▶ **Work required**
Report each line in the listing below that contains the word "head", copying every such line in full.

▶ **Records supplied**
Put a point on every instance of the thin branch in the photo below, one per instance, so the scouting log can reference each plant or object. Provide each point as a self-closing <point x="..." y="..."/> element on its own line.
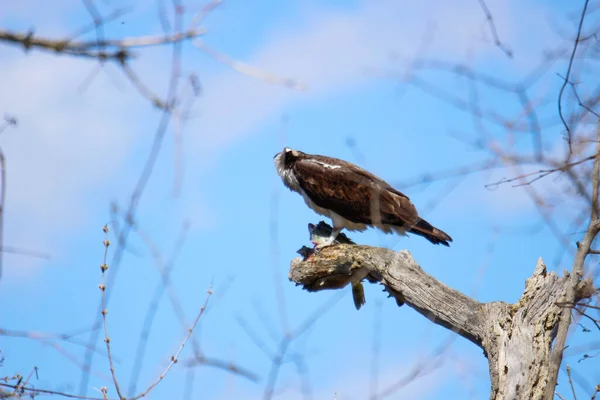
<point x="248" y="69"/>
<point x="490" y="19"/>
<point x="34" y="391"/>
<point x="566" y="79"/>
<point x="571" y="382"/>
<point x="576" y="274"/>
<point x="175" y="357"/>
<point x="104" y="311"/>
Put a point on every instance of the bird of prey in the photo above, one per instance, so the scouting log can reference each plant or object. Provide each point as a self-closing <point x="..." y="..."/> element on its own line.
<point x="351" y="197"/>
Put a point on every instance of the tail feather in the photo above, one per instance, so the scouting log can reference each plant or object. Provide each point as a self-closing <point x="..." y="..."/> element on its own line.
<point x="431" y="233"/>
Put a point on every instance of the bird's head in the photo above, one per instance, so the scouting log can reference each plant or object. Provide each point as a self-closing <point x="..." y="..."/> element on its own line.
<point x="283" y="163"/>
<point x="285" y="157"/>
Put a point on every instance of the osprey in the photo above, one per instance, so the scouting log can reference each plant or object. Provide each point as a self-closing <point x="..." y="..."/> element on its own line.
<point x="353" y="198"/>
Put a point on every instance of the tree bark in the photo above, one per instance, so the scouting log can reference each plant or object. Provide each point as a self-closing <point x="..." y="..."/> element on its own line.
<point x="516" y="338"/>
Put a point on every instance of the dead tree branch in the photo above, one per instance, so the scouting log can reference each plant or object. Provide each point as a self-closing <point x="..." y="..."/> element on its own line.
<point x="516" y="338"/>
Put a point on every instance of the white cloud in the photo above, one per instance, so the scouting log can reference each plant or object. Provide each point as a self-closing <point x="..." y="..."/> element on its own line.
<point x="329" y="52"/>
<point x="65" y="149"/>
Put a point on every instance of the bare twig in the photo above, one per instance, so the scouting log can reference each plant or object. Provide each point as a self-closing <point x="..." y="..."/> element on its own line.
<point x="35" y="391"/>
<point x="571" y="382"/>
<point x="175" y="357"/>
<point x="490" y="19"/>
<point x="102" y="286"/>
<point x="576" y="274"/>
<point x="566" y="79"/>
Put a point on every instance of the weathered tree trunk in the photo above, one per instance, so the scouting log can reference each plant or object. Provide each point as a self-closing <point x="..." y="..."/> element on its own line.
<point x="516" y="338"/>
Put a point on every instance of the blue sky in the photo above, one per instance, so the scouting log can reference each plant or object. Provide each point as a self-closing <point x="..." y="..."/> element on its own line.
<point x="74" y="152"/>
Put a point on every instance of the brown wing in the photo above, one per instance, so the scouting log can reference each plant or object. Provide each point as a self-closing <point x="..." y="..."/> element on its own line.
<point x="352" y="192"/>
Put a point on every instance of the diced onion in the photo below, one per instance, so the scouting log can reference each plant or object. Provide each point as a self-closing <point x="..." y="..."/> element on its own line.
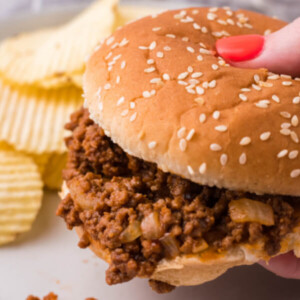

▶ **Task solution**
Put a point on every instance of the bird's head in the photo above, one per instance, so the scouting log can reference each plant or object. Provide each point as a self-closing <point x="..." y="..."/> element on its own line.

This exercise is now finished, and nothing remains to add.